[[ Text excerpt open ]]
If buildings could talk, what would they say? Have you ever walked down Dublin’s streets and wondered what’s behind closed doors? Are you interested in seeing places and spaces rarely open to the public, and hearing the history and stories of our best architecture? Are you invested in the future development of Dublin?
Open House Dublin, the flagship festival of the Irish Architecture Foundation (IAF), takes place over the weekend of 14th to 16th October. It offers a unique insight and up-close perspective on many aspects of Dublin’s built environment.
Over the weekend, Open House Dublin will host free events in more than 100 sites across the city and county, opening the doors to our most remarkable buildings. We invite you to join us and discover the places, people and projects that define Dublin and make our city unique.
There are historical and contemporary tours of iconic buildings, private homes, exemplary social housing projects, public spaces and parks, all led by expert guides. You can drop in to film screenings and exhibitions, and join cycling, boat and walking tours. With special events and activities for young people and families, there really is something for everyone this October.
Uncover the past with a tour of 9/9A Aungier Street, believed to be the oldest home in Dublin city at 350 years old.
Visit “Nellie’s Flat” in The Iveagh Trust scheme, social housing developed by the Guinness brewing family, where the Molloy family resided throughout the 1900′s. When Nellie, the last tenant, died in 2002, her belongings were memorialised, so modern Dubliners can get a glimpse of life in the last century.
Why not take a peek at a private home in beautiful Vavasour Square, exploring architect Declan Scullion’s renovation of an existing Victorian terraced house.
Discover a truly unique workspace by touring the Irish Aviation Authority’s new Air Traffic Control Tower, designed by architects Scott Tallon Walker. It is a new addition to Dublin’s skyline, standing at 87.7m high, making it Ireland’s tallest occupied structure. You can also visit One Microsoft Place in south Dublin, the new campus headquarters of tech giant Microsoft, with tours led by architects RKD.
[[ Text excerpt closed ]]
Brief A: According to the Open House Dublin text, how tall is the Irish Aviation Authority's new Air Traffic Control Tower?
Brief B: Reproduce the passage of the Open House Dublin text word for word, starting at "Why not take" and ending at "by architects RKD.".
[[ Information provided open ]]
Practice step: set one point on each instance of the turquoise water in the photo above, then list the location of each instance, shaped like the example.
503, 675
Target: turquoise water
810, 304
[[ Information provided closed ]]
[[ Information provided open ]]
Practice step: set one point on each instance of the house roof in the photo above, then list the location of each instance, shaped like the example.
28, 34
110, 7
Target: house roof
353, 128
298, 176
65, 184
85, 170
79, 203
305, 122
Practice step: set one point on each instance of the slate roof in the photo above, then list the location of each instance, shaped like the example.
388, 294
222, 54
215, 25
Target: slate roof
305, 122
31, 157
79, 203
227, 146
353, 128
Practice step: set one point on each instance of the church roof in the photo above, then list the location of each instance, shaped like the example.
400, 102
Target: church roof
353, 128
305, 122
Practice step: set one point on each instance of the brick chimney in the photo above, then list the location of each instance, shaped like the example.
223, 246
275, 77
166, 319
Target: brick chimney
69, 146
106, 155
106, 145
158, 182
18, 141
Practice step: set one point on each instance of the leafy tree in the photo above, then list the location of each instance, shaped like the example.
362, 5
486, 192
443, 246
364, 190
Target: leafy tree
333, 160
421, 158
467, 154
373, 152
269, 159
[[ Information provided closed ]]
[[ Information provided open ]]
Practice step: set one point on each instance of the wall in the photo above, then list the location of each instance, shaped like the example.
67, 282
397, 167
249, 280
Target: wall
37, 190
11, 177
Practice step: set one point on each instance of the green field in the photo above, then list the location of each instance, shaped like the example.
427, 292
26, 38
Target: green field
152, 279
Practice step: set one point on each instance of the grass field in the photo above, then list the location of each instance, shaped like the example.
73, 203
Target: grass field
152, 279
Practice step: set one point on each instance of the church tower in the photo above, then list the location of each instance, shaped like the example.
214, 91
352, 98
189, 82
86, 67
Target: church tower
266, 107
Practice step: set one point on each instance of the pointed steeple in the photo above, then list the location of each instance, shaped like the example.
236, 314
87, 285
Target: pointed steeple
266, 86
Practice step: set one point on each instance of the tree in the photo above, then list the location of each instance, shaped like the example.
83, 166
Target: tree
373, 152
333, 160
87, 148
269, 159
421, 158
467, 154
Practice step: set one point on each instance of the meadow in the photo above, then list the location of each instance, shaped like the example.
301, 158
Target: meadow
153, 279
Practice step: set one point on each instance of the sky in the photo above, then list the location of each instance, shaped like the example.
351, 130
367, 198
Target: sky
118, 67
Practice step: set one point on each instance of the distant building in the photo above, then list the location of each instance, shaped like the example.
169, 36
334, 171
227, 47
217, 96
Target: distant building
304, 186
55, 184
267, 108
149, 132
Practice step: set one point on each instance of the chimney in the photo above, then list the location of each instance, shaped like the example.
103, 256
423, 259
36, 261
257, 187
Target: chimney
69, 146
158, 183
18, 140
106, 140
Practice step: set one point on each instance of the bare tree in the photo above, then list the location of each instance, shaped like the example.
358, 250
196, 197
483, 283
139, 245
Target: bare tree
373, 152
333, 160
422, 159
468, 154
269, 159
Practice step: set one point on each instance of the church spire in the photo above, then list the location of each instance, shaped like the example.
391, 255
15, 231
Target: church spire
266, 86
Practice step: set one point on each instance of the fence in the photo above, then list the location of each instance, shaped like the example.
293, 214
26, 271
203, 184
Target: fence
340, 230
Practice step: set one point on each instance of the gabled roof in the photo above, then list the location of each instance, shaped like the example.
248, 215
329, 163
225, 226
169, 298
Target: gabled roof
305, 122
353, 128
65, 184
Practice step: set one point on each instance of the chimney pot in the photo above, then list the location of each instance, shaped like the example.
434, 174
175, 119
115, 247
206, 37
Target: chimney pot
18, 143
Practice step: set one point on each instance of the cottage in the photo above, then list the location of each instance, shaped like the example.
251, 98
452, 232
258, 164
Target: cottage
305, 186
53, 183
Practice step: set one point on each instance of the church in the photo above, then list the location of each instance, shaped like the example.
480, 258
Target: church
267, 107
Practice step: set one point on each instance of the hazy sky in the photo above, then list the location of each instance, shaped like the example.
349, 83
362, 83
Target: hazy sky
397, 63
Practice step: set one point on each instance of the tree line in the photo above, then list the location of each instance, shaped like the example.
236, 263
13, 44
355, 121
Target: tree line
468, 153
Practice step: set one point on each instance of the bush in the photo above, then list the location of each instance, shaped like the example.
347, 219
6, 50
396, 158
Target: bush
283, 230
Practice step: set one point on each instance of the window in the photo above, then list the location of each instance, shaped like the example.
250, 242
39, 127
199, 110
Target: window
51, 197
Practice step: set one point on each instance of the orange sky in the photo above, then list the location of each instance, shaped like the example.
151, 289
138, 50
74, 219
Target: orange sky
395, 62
[[ Information provided closed ]]
Exercise answer A: It stands 87.7m high.

Exercise answer B:
Why not take a peek at a private home in beautiful Vavasour Square, exploring architect Declan Scullion’s renovation of an existing Victorian terraced house.
Discover a truly unique workspace by touring the Irish Aviation Authority’s new Air Traffic Control Tower, designed by architects Scott Tallon Walker. It is a new addition to Dublin’s skyline, standing at 87.7m high, making it Ireland’s tallest occupied structure. You can also visit One Microsoft Place in south Dublin, the new campus headquarters of tech giant Microsoft, with tours led by architects RKD.